• [EXERCISE DETAILS] Return each line of the material below that contains the string "sign".

Records from a set for labeling points:
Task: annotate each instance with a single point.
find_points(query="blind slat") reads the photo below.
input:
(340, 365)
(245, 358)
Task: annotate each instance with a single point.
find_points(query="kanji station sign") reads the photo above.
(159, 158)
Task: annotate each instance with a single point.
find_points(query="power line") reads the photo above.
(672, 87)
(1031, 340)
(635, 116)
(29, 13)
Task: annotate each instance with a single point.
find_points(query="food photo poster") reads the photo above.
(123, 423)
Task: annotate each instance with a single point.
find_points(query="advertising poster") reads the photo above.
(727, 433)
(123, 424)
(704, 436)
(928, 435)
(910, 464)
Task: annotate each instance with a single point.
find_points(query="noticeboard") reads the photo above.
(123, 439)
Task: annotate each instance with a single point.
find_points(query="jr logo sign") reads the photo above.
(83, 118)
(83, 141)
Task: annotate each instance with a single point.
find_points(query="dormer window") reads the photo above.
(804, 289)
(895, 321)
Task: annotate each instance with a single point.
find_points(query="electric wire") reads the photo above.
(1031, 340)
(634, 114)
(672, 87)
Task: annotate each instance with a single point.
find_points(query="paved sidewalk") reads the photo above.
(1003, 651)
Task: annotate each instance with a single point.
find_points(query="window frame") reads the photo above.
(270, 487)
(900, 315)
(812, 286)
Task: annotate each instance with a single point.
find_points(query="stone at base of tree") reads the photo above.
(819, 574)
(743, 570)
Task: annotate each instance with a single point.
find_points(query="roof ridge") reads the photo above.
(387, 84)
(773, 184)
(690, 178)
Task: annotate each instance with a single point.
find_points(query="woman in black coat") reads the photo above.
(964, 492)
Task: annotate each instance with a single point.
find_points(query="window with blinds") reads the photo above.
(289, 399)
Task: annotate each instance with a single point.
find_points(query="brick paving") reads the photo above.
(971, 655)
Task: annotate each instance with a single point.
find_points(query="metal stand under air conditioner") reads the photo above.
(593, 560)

• [OUTPUT OF THE TASK]
find_points(query="kanji station sign") reads the photo above.
find_points(query="jr logo sign") reads the photo above.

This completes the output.